▶ Records to use
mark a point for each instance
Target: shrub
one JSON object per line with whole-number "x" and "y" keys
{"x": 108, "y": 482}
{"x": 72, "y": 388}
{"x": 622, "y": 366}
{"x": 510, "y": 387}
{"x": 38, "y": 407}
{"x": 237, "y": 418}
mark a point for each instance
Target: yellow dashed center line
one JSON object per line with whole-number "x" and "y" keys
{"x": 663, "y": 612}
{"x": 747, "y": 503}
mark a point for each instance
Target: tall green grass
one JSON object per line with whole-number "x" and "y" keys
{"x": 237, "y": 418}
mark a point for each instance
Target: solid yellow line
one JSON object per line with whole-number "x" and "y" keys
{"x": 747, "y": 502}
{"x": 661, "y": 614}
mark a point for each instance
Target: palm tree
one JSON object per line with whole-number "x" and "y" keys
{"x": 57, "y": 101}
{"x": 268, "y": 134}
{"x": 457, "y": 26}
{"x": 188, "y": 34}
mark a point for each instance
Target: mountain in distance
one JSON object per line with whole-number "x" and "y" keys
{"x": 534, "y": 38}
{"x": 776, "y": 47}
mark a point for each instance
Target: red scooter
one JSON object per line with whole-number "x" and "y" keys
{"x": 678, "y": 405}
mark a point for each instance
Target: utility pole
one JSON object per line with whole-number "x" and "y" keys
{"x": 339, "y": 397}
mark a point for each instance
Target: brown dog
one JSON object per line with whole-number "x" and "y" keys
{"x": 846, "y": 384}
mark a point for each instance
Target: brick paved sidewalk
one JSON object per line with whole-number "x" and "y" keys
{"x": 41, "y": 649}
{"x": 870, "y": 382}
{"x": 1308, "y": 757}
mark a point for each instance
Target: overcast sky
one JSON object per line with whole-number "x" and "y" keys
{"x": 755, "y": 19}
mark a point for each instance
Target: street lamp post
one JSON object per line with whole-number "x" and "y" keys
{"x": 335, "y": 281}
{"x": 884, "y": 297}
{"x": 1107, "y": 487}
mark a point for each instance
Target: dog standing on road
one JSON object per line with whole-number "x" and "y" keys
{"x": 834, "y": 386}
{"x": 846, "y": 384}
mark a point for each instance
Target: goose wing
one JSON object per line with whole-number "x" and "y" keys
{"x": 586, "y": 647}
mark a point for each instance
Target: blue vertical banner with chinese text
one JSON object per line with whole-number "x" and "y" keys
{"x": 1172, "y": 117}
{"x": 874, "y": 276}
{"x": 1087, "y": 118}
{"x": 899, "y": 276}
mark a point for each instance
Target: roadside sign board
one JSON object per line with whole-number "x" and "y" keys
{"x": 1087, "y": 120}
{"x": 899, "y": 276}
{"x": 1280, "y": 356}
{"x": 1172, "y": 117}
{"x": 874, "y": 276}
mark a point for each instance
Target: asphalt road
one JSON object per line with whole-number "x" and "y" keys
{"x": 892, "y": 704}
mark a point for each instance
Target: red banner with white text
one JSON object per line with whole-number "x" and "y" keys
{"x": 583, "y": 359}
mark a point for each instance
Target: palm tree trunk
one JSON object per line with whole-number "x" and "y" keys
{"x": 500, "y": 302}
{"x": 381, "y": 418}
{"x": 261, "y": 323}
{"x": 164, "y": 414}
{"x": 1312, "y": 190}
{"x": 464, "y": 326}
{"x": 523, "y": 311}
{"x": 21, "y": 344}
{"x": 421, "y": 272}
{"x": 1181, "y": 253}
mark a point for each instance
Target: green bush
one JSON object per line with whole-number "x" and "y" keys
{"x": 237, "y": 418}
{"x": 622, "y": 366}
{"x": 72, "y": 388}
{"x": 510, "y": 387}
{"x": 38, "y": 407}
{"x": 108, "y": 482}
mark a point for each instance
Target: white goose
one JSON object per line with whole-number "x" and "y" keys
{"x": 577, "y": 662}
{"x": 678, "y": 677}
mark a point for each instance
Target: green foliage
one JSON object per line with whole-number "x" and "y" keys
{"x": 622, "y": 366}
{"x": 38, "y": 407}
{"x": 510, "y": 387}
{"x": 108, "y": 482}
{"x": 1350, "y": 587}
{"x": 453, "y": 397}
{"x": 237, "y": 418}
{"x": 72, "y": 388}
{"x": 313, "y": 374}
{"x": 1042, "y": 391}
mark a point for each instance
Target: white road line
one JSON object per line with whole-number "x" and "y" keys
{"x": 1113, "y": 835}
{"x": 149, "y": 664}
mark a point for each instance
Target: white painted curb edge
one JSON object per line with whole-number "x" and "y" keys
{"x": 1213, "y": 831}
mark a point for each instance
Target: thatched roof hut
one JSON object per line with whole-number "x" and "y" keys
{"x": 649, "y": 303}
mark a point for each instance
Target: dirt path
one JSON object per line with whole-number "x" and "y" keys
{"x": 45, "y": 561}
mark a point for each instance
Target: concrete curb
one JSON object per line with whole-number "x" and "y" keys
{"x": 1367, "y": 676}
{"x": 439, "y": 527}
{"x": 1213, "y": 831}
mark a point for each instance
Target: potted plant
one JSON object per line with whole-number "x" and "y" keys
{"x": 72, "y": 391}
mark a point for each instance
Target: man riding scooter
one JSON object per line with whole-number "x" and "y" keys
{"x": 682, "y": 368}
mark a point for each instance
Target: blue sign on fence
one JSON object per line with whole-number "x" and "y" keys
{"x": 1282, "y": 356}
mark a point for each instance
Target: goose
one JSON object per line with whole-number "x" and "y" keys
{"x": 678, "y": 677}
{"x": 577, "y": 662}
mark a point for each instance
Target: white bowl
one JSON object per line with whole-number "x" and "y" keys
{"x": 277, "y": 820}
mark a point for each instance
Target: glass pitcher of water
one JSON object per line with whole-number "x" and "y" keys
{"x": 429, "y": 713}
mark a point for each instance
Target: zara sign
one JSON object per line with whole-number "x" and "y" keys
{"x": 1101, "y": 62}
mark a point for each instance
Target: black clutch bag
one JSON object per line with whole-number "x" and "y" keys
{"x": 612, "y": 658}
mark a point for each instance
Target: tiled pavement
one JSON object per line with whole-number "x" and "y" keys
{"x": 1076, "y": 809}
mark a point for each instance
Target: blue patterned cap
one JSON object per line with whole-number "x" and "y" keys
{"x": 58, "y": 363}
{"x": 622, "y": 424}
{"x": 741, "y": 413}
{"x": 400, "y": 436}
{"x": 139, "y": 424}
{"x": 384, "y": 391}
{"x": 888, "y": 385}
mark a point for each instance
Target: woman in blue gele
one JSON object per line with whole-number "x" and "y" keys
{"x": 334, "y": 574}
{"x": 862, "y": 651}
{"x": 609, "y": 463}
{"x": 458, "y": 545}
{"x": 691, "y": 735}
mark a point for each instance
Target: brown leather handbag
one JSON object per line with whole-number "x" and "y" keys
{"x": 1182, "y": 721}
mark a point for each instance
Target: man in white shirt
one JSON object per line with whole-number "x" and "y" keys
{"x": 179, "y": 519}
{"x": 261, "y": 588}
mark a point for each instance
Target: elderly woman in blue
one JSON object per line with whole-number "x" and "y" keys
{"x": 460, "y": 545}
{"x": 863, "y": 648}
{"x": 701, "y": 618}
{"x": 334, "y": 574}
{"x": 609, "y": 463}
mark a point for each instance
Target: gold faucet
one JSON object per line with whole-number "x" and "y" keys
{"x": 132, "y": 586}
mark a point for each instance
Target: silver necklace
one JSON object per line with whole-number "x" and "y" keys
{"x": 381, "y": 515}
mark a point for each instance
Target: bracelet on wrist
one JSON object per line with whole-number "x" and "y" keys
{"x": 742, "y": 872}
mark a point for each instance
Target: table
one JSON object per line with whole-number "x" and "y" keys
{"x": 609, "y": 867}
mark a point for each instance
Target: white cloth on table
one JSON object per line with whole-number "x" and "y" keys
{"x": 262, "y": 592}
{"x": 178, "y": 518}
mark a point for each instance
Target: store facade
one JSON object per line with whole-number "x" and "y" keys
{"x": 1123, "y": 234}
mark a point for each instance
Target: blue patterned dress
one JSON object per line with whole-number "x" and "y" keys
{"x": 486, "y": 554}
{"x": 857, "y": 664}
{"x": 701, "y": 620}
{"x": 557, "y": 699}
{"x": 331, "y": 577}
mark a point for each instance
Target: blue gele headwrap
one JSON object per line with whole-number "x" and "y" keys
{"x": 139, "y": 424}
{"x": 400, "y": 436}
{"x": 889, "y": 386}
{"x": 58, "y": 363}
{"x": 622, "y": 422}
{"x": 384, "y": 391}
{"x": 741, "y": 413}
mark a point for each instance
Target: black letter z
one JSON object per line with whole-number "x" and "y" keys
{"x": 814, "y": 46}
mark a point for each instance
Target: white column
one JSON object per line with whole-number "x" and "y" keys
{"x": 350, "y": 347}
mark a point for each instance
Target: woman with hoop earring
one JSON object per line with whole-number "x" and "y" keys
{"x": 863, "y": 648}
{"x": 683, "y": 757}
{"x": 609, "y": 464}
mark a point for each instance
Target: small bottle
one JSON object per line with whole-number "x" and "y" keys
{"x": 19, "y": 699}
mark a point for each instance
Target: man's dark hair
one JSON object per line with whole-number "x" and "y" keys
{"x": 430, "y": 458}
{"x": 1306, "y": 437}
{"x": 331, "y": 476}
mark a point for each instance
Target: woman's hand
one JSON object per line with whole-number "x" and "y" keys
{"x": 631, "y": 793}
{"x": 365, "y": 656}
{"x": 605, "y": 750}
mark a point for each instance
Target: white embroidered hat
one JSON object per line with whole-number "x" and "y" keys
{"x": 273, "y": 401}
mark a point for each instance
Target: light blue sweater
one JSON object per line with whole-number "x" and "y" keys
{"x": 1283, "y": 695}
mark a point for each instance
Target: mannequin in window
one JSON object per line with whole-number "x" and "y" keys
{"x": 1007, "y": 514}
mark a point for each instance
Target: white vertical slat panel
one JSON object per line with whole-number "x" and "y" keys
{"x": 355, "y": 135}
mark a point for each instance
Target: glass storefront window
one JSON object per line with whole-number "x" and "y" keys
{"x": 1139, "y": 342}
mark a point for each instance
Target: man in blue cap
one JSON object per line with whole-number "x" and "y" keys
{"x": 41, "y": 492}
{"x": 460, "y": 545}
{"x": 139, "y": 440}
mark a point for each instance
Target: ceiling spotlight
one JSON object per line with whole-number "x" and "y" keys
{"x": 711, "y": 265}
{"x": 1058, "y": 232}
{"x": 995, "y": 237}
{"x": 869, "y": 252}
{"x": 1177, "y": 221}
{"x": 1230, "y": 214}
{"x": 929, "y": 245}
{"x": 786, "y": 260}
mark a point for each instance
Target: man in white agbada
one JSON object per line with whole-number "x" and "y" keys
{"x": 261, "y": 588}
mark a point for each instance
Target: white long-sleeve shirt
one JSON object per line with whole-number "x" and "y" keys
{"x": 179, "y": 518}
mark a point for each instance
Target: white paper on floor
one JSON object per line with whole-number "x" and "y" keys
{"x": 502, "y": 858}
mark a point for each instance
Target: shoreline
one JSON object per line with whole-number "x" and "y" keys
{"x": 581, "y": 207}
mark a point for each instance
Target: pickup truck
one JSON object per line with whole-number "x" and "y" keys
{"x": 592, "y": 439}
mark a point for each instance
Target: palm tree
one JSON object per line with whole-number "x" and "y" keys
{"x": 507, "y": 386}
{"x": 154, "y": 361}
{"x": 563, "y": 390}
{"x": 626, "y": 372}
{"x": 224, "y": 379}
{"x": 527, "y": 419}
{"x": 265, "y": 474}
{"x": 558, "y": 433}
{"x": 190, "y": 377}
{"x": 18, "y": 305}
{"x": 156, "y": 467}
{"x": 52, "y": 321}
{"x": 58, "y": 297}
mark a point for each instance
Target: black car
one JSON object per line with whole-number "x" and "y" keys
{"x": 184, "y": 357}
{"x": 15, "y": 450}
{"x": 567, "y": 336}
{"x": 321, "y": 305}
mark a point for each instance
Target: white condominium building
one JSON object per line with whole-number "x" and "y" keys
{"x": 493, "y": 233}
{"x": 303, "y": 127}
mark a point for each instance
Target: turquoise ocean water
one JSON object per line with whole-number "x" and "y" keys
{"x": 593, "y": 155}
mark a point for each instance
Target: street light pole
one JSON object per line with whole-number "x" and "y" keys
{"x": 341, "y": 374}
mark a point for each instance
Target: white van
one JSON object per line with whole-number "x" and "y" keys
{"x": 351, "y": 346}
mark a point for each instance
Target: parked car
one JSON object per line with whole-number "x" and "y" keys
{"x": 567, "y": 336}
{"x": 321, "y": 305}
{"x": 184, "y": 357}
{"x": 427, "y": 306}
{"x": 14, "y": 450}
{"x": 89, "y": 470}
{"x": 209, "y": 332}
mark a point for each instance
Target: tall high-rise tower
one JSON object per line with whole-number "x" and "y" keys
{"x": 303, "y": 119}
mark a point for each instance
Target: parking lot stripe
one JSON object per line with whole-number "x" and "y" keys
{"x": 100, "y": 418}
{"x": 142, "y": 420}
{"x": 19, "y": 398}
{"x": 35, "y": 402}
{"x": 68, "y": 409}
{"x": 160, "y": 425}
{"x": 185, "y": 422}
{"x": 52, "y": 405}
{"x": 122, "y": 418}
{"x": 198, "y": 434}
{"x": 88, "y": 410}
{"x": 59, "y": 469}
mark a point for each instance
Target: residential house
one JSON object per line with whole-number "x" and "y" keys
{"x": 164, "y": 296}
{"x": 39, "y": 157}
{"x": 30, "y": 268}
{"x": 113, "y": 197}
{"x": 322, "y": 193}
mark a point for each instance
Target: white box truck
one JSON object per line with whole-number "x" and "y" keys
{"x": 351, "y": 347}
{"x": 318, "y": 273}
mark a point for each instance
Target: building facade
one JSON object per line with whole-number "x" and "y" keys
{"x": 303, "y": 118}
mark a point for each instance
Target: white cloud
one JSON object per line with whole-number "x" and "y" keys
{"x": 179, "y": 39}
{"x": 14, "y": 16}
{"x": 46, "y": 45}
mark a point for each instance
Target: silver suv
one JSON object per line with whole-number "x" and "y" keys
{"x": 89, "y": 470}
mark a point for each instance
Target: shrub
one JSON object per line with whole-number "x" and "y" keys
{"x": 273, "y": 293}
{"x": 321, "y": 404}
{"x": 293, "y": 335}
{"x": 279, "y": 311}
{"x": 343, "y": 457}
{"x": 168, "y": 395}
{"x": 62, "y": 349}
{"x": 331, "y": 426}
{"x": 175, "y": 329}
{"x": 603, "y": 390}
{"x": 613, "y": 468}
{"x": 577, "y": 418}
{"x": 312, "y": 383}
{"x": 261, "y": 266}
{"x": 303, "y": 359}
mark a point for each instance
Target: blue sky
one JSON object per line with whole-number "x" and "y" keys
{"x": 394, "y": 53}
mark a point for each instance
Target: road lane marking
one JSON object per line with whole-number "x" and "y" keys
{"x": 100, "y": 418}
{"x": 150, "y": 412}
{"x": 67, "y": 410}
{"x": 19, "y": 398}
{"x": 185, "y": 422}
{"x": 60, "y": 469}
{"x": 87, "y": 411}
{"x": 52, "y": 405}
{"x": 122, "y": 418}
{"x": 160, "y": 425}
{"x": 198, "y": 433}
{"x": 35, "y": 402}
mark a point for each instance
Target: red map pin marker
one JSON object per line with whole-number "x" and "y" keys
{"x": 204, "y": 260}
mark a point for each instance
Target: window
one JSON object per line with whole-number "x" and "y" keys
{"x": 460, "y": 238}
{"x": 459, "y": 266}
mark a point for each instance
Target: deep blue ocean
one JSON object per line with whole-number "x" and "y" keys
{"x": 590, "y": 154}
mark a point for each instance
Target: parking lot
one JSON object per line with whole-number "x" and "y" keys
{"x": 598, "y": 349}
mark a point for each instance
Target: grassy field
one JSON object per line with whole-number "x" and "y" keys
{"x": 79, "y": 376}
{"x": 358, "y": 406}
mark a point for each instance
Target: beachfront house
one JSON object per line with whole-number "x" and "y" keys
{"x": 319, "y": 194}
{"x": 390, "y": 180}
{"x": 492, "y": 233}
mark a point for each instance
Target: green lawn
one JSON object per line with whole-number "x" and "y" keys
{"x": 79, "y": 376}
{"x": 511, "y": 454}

▶ Problem details
Above are some records; copy exactly the lines from the one with "Target: tall green grass" through the one with "Target: roadside sign board", both included, and no others.

▶ Exercise answer
Target: tall green grass
one JSON object per line with whole-number "x" and "y" keys
{"x": 237, "y": 418}
mark a point for each instance
Target: solid yellow line
one JSON object per line with whole-number "x" and "y" keys
{"x": 747, "y": 502}
{"x": 661, "y": 614}
mark a point for each instance
Target: palm tree
one JSON object per line with whole-number "x" and "y" keys
{"x": 57, "y": 101}
{"x": 268, "y": 134}
{"x": 457, "y": 26}
{"x": 188, "y": 34}
mark a point for each instance
Target: mountain in distance
one JSON object per line with whole-number "x" and "y" keys
{"x": 534, "y": 38}
{"x": 776, "y": 47}
mark a point for each instance
Target: red scooter
one JSON object per line with whole-number "x" and "y" keys
{"x": 678, "y": 405}
mark a point for each instance
Target: utility pole
one JSON object per line with whole-number "x" and "y" keys
{"x": 339, "y": 397}
mark a point for each instance
Target: brown dog
one JSON object per line with whole-number "x" and "y" keys
{"x": 846, "y": 384}
mark a point for each instance
Target: brick paved sidewalk
one JSON object per line with whole-number "x" and "y" keys
{"x": 41, "y": 649}
{"x": 870, "y": 382}
{"x": 1308, "y": 757}
mark a point for each instance
Target: overcast sky
one JSON object per line with whole-number "x" and "y" keys
{"x": 755, "y": 19}
mark a point for each instance
Target: street lamp post
one JSON object per line with whole-number "x" and "y" keys
{"x": 335, "y": 281}
{"x": 884, "y": 297}
{"x": 1107, "y": 487}
mark a point for each instance
Target: dog standing on road
one JSON object per line with whole-number "x" and "y" keys
{"x": 834, "y": 386}
{"x": 846, "y": 384}
mark a point for each instance
Target: goose wing
one JSON object per line with whole-number "x" and "y" keys
{"x": 586, "y": 647}
mark a point for each instance
Target: blue vertical banner with chinese text
one JSON object per line with whole-number "x" and "y" keys
{"x": 1172, "y": 117}
{"x": 874, "y": 276}
{"x": 1087, "y": 118}
{"x": 899, "y": 276}
mark a point for each instance
Target: roadside sign board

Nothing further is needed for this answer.